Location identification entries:
○ ○ ○
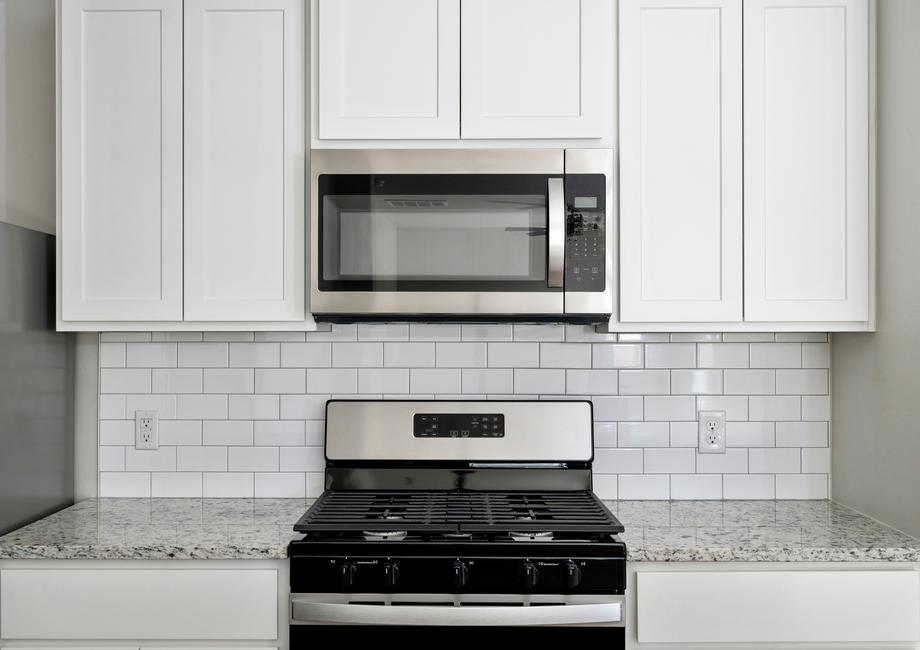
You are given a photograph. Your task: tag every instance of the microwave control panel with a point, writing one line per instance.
(585, 232)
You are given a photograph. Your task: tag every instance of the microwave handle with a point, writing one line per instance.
(555, 190)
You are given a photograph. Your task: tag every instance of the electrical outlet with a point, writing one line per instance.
(146, 430)
(712, 432)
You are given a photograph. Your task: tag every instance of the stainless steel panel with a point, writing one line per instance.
(535, 432)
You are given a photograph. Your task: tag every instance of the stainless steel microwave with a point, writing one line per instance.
(488, 234)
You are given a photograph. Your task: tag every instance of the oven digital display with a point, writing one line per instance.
(459, 425)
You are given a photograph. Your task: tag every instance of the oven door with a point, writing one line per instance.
(437, 232)
(417, 618)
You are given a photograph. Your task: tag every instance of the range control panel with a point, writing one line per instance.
(459, 425)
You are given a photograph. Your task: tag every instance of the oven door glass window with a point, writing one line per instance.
(456, 232)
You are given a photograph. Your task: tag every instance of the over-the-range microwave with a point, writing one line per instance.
(488, 234)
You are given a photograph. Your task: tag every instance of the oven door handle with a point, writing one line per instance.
(309, 612)
(555, 200)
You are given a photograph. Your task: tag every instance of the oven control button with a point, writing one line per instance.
(530, 574)
(390, 573)
(571, 574)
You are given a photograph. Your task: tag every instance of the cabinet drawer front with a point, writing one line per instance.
(778, 606)
(138, 604)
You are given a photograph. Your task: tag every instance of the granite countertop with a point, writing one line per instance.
(656, 531)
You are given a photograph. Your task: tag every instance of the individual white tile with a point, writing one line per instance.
(460, 355)
(750, 434)
(748, 486)
(124, 380)
(670, 355)
(203, 355)
(177, 433)
(408, 355)
(616, 355)
(255, 355)
(618, 461)
(669, 461)
(750, 382)
(176, 484)
(228, 380)
(775, 461)
(227, 432)
(644, 487)
(776, 355)
(514, 355)
(176, 380)
(383, 332)
(306, 355)
(591, 382)
(723, 355)
(277, 485)
(225, 485)
(669, 408)
(434, 332)
(565, 355)
(543, 381)
(733, 461)
(111, 459)
(201, 407)
(116, 432)
(539, 332)
(779, 407)
(620, 408)
(696, 382)
(111, 355)
(735, 407)
(201, 459)
(486, 332)
(254, 407)
(487, 380)
(644, 382)
(150, 460)
(801, 434)
(383, 380)
(801, 486)
(434, 380)
(302, 459)
(816, 461)
(280, 380)
(816, 355)
(253, 459)
(124, 484)
(696, 486)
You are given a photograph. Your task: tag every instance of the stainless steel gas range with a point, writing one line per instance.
(473, 516)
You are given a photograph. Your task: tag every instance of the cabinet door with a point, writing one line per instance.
(806, 160)
(121, 160)
(244, 160)
(388, 70)
(536, 68)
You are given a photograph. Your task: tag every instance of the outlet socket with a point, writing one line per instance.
(712, 432)
(146, 430)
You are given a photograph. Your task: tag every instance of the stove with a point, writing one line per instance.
(472, 515)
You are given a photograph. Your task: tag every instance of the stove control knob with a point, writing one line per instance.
(390, 573)
(530, 574)
(461, 573)
(571, 574)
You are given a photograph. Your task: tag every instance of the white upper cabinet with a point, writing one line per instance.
(536, 68)
(680, 161)
(387, 70)
(244, 160)
(121, 160)
(806, 157)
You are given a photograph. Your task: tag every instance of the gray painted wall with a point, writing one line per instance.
(876, 378)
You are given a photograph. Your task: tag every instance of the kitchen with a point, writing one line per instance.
(509, 317)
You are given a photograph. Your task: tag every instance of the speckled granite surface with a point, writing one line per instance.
(657, 531)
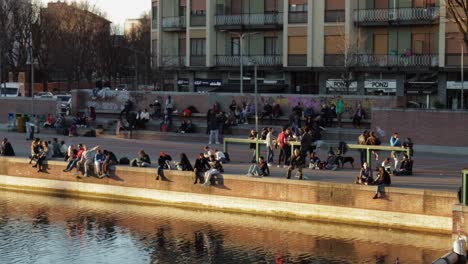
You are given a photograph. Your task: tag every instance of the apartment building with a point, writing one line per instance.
(396, 47)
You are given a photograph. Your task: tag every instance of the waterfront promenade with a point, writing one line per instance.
(431, 171)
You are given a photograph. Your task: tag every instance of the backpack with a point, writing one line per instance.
(124, 161)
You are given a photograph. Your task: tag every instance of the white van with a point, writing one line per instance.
(12, 89)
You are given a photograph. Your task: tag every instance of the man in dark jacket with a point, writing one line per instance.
(6, 149)
(297, 162)
(201, 165)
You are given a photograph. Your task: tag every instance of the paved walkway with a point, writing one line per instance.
(431, 171)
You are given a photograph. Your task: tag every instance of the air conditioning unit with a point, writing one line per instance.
(392, 14)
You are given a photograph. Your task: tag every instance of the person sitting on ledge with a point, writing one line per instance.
(365, 175)
(215, 169)
(259, 169)
(111, 159)
(383, 179)
(87, 160)
(143, 160)
(297, 162)
(201, 165)
(6, 149)
(406, 167)
(163, 163)
(184, 163)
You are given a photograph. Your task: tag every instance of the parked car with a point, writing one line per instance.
(65, 103)
(44, 95)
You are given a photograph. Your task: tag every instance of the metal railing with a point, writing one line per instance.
(334, 60)
(370, 148)
(257, 142)
(454, 60)
(178, 22)
(173, 61)
(198, 60)
(416, 15)
(335, 16)
(298, 17)
(262, 19)
(260, 60)
(295, 60)
(197, 20)
(400, 60)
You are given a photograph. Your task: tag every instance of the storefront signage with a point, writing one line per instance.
(340, 85)
(456, 85)
(380, 84)
(200, 82)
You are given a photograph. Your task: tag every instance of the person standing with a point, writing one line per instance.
(395, 142)
(339, 110)
(362, 139)
(270, 146)
(213, 127)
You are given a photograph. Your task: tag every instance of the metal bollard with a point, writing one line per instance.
(465, 187)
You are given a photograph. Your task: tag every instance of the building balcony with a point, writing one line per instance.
(197, 20)
(401, 60)
(397, 16)
(263, 20)
(335, 16)
(297, 60)
(454, 60)
(334, 60)
(198, 61)
(260, 60)
(298, 17)
(174, 23)
(173, 61)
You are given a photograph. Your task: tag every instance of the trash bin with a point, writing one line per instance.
○ ○ ○
» Stated goal:
Update everything from the line containing "of the building" down to the end of the entries, swapping "tag" for "mark" and changing nothing else.

» Output of the exercise:
You are given a photograph. Your task: mark every instance of the building balcony with a point, writing one line per instance.
(197, 20)
(401, 60)
(397, 16)
(263, 20)
(335, 16)
(297, 60)
(454, 60)
(334, 60)
(198, 61)
(260, 60)
(298, 17)
(174, 23)
(173, 61)
You are given a photograph. Your task: mark every instance of the trash bin with a point, writing one line per instance.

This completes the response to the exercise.